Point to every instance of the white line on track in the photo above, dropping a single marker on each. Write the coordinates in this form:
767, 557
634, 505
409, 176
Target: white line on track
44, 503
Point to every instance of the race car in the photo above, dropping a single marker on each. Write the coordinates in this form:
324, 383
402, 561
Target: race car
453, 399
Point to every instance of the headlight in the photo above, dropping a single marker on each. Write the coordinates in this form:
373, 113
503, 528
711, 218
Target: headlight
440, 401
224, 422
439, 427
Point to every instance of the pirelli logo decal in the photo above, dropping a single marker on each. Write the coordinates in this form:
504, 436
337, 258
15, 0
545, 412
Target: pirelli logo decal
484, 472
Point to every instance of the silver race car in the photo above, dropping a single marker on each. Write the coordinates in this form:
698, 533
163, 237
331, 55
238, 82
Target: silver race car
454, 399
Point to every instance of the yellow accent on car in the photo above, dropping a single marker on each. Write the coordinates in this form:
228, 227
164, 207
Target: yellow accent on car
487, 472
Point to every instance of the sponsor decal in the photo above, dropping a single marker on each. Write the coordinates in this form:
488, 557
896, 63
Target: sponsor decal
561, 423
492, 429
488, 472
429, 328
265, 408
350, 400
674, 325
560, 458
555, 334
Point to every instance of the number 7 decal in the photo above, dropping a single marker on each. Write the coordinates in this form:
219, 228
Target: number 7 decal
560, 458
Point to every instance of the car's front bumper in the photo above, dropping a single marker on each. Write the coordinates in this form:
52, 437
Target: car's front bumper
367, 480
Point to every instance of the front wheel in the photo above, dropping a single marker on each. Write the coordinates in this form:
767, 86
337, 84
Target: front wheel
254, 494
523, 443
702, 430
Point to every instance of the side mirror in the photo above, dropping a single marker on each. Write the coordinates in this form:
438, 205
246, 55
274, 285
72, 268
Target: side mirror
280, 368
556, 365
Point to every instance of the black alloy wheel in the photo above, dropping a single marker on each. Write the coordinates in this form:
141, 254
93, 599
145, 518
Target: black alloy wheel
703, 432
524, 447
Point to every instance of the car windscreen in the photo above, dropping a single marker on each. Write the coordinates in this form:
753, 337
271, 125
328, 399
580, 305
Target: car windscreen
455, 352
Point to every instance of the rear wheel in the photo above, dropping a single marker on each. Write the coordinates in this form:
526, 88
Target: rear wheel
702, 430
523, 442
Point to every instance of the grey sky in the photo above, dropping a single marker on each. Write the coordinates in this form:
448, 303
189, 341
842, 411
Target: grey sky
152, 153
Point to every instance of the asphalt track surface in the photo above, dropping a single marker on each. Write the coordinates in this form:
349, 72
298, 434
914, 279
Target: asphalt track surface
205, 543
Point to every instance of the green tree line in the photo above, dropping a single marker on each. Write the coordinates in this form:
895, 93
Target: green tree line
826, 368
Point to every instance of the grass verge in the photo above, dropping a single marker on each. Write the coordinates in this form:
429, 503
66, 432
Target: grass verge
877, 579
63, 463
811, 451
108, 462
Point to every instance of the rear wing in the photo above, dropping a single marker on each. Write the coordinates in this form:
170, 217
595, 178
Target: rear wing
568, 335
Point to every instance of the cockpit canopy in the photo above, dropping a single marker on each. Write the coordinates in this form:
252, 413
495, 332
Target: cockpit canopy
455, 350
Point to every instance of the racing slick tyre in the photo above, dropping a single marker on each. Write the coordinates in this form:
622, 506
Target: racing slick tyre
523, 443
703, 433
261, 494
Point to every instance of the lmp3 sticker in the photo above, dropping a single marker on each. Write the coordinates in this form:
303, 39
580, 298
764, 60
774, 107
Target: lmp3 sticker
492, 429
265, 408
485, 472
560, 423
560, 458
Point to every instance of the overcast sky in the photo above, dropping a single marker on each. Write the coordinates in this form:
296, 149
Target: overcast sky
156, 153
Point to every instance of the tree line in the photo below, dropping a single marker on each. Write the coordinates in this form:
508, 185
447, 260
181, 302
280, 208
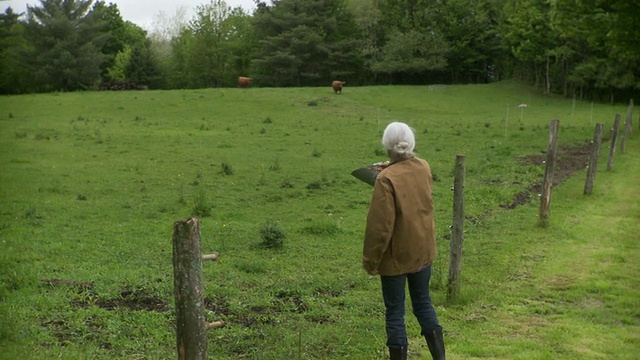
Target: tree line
581, 48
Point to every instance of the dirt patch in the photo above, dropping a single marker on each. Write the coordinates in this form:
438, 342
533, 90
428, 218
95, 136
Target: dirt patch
133, 300
568, 161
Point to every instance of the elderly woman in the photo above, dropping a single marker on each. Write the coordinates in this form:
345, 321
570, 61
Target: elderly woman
400, 242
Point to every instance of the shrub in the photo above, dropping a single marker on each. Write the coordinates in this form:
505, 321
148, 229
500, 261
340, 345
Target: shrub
272, 235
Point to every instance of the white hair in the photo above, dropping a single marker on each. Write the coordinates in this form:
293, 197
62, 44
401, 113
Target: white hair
399, 139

--------

Escreva de novo as linhas que vão da que contém "Point to every instance of the shrub" até o fim dos registros, com os pedidos incluídos, e escale por 0,7 cada número das respostas (as coordenadas), arredondando para inteiros com as metades para cima. Os números dos pedidos e dos seus modelos de formato ficam como estão.

• _RESULTADO DO EXERCÍCIO_:
Point to every instance of the shrub in the photo above, dropping a single marker on each. Write the coordinates in this form:
505, 321
148, 229
500, 261
340, 345
Target: shrub
190, 165
Point to every instance of the white hair in the photo above, dropping a single marker on each. Write the coordinates in this form:
293, 197
62, 44
401, 113
Target: white hair
279, 97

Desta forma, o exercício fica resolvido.